WHAT IS ASKED:
(a) Write out the article on the 2014 Formula One calendar word for word from "Shortly after Red" up to and including "through to 2020.".
(b) Answer these questions using the article on the 2014 Formula One calendar:
(i) What date was the Red Bull Ring allocated for the Austrian Grand Prix?
(ii) On what date is Sochi set to host the first Russian Grand Prix?
(iii) At which meeting is the final calendar confirmed?

# Start of SUPPLIED PASSAGE

The Red Bull Ring's announcement that it will host the Austrian Grand Prix on July 6 2014 could throw the spanner in the works for several venues' traditional dates next season.
The Hungarian Grand Prix weekend generally provides hotel-booking websites with cause for much glee, albeit for reasons broadly unconnected with the eastern European event's popularity.
Talk during the weekend traditionally centres around speculation over next season's calendar, usually after first drafts have been distributed to team bosses by Formula One Management CEO Bernie Ecclestone.
The usual procedure is for the F1 tsar to issue a discussion calendar, with dates being progressively firmed up, with the FIA's World Motorsport Council provisionally rubber-stamping the list during its early September meeting. Last-minute hiccups - such as payment of sanction fees and FIA circuit approval (where required) - are then ironed out ahead of the December meeting, when the final calendar is confirmed.
The discussion calendar, though, provides a fairly good pointer to the schedule ahead, and thus racing generally takes a back seat in Hungary as hacks, snappers and other F1 personnel with budgetary constraints trawl the internet for hotel and flight deals.
However, it seems that convention has been turned totally on its head, what with an announcement by Red Bull Ring sources in Austria that the former A1-Ring (nee Zeltweg) had been allocated a July 6 date - despite noise level and maximum crowd exemptions not (yet) having been granted by local authorities.
Next year's British GP could be moved to accomodate Austria... © XPB
Assuming the date is confirmed - and Ecclestone and Red Bull top man Dietrich Mateschitz are extremely close - this holds major implications for the race historically held in early July: the British Grand Prix.
Shortly after Red Bull's announcement came the next one: Sochi promoters let it be known that the 2014 Winter Olympic venue on the Black Sea is down to host the first Russian Grand Prix on October 19, with the contract running - like that of the Austrian circuit - through to 2020.
Note the year. Not only do the commercial deals struck by Ecclestone with 10 (of 11) teams run through to the end of the century's second decade, but so, too, does the draft commercial agreement - erroneously referred to in some circles as the Concorde Agreement - currently under negotiation between the FIA and FOM. This deal forms the topic of next week's column.

# End of SUPPLIED PASSAGE
# Start of EXTRACTED DATA

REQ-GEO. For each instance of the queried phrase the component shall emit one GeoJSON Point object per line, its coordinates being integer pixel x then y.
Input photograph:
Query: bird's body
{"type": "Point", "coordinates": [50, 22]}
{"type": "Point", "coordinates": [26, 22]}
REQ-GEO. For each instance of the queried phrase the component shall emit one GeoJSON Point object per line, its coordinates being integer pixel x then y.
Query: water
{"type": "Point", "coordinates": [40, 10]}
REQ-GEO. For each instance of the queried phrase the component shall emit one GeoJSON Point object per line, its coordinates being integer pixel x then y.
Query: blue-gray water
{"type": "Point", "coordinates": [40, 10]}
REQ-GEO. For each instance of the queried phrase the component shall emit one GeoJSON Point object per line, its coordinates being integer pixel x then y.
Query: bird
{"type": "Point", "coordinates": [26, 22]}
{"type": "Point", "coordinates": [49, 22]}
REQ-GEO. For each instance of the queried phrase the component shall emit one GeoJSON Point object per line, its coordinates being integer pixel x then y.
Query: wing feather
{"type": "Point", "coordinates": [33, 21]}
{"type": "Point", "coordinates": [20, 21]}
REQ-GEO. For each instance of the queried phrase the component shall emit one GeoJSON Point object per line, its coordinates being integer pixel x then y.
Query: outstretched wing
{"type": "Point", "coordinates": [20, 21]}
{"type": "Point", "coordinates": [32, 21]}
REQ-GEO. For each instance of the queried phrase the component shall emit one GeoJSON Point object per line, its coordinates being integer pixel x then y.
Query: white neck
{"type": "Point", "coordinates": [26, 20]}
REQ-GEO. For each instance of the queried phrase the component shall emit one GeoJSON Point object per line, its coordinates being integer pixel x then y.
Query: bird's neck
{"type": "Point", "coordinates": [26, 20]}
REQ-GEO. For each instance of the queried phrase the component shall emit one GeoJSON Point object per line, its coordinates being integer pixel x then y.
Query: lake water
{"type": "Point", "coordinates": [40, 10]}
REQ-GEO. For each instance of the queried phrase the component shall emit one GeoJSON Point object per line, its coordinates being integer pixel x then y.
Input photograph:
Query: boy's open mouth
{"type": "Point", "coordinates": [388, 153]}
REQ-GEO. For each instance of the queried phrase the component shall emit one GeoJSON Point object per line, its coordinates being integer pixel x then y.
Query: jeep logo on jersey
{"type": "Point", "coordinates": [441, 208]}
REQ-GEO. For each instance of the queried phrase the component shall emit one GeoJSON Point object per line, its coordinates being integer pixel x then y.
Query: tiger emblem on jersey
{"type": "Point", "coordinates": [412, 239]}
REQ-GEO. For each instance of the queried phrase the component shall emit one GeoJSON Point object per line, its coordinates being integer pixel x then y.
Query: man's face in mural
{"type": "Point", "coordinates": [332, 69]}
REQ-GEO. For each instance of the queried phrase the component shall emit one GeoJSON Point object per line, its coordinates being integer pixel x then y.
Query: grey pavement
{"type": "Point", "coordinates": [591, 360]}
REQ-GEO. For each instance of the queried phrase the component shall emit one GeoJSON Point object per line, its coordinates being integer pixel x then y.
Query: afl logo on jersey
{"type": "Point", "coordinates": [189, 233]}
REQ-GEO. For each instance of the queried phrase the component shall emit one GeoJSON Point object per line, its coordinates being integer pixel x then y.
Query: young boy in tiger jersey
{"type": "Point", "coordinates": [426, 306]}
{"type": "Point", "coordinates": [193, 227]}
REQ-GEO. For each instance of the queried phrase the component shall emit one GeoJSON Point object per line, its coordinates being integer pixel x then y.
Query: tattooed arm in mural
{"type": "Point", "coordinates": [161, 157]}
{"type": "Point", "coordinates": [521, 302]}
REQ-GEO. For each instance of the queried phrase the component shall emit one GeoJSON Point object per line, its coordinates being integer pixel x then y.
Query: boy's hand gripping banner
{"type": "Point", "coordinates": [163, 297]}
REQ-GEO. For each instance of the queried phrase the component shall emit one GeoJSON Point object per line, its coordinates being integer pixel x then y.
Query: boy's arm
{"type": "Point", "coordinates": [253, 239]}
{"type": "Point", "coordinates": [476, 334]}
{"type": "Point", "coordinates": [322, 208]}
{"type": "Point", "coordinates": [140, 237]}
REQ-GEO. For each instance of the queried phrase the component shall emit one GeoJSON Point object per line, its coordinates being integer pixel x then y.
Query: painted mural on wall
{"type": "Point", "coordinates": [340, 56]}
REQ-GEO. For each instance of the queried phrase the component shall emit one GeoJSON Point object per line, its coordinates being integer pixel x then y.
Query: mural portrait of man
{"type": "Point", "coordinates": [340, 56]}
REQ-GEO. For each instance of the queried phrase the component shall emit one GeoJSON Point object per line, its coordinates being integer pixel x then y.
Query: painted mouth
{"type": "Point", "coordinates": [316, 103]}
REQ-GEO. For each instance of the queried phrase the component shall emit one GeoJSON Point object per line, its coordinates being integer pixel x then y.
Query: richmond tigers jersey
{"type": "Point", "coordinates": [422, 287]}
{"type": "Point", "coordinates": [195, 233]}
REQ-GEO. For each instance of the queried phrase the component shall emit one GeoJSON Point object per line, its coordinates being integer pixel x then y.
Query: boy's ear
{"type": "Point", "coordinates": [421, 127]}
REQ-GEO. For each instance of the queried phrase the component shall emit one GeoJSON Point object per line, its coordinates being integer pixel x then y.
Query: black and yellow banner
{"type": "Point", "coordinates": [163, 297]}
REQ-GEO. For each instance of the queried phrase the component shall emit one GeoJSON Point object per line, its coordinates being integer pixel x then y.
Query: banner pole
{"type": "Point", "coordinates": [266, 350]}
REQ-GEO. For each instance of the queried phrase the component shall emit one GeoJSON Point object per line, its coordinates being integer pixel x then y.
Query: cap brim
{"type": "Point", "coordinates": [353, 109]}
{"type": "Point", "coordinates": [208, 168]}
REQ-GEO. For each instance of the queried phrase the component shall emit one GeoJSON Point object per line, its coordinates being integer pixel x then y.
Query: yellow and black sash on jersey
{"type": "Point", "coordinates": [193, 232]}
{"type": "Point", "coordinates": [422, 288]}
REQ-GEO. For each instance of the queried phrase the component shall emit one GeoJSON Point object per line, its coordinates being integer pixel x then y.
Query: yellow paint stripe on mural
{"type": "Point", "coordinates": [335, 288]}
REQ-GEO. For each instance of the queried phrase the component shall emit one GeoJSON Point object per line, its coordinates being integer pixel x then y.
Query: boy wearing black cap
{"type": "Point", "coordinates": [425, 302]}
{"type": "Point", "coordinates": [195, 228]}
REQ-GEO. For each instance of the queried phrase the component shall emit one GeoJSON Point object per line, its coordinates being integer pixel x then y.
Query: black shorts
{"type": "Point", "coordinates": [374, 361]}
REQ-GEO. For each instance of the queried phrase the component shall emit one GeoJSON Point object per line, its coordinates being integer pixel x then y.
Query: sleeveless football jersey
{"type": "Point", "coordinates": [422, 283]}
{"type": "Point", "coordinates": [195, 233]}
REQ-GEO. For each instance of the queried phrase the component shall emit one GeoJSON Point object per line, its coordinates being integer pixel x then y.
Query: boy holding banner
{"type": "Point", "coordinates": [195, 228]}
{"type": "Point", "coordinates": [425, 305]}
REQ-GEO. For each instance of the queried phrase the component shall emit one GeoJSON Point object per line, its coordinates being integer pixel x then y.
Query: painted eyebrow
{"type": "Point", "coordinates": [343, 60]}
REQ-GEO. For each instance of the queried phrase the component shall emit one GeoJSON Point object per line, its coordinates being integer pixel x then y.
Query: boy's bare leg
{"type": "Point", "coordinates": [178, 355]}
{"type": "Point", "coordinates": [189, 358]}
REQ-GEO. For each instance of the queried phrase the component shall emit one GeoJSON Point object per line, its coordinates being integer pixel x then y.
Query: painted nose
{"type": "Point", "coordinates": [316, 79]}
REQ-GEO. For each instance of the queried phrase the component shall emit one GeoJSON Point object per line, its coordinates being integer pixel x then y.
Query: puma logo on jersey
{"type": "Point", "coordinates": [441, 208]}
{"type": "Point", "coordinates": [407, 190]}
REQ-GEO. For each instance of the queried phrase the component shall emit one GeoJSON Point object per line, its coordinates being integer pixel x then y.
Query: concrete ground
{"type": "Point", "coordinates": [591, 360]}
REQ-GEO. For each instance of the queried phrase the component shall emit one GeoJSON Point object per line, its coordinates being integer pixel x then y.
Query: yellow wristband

# End of EXTRACTED DATA

EXPECTED ANSWERS:
(a)
Shortly after Red Bull's announcement came the next one: Sochi promoters let it be known that the 2014 Winter Olympic venue on the Black Sea is down to host the first Russian Grand Prix on October 19, with the contract running - like that of the Austrian circuit - through to 2020.

(b)
(i) July 6 (2014)
(ii) October 19
(iii) The December meeting